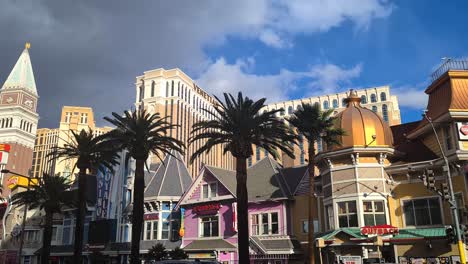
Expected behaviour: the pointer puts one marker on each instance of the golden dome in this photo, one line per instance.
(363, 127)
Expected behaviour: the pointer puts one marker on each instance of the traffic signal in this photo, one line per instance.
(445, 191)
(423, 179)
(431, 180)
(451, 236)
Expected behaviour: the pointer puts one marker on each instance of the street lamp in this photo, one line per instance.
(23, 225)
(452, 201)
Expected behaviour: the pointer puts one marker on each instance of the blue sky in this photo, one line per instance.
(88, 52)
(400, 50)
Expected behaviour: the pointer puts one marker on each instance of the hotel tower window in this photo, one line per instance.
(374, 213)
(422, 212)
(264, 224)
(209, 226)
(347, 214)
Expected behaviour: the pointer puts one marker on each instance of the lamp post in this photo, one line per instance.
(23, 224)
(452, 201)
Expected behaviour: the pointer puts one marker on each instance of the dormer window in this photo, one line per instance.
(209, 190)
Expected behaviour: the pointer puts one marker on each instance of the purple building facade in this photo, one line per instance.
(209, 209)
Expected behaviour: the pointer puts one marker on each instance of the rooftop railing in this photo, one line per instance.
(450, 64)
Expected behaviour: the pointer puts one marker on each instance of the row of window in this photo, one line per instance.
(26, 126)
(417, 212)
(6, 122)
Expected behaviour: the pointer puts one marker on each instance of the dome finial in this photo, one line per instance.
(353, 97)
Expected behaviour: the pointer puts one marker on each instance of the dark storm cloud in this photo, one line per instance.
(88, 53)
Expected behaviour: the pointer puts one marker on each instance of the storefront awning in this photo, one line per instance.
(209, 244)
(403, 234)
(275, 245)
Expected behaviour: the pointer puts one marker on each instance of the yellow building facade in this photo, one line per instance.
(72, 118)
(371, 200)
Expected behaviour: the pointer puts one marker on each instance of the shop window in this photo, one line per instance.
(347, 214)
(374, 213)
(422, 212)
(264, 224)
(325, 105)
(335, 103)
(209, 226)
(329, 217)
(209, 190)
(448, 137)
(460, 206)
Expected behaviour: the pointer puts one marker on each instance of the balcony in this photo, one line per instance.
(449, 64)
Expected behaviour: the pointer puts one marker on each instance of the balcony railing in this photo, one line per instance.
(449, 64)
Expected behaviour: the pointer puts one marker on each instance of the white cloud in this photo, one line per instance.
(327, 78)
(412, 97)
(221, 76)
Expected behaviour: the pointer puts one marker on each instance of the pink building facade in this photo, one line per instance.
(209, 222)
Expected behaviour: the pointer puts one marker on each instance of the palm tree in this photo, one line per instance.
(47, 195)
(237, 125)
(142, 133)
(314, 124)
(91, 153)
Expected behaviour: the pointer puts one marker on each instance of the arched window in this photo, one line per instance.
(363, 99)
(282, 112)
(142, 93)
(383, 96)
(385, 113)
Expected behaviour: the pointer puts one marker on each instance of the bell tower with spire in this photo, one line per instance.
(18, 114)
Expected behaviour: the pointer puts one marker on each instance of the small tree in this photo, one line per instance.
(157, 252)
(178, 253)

* * *

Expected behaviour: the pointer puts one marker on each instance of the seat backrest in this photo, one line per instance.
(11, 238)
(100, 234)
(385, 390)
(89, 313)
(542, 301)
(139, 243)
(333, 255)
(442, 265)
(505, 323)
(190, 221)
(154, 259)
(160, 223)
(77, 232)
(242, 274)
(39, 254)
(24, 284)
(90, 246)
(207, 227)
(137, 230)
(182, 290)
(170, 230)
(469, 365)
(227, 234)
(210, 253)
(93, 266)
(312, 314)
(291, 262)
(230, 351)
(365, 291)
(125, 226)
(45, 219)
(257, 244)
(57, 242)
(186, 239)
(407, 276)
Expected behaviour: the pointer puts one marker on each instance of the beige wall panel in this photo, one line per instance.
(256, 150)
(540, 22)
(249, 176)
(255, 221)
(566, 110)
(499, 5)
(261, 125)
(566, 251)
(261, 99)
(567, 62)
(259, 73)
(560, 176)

## TASK TO COMPLETE
Copy every line of the listing above that contains the word "facade". Case counts, so match the capitalization precisely.

## WRITTEN SOLUTION
Expected behaviour: the pointer puts one marker on each instance of the purple building facade in this photo, one line per instance.
Expected behaviour: the pointer puts one marker on each instance of the yellow building facade in this photo, one line per instance.
Expected behaviour: the pointer puts one marker on each instance of the pink building facade in this photo, one line per instance.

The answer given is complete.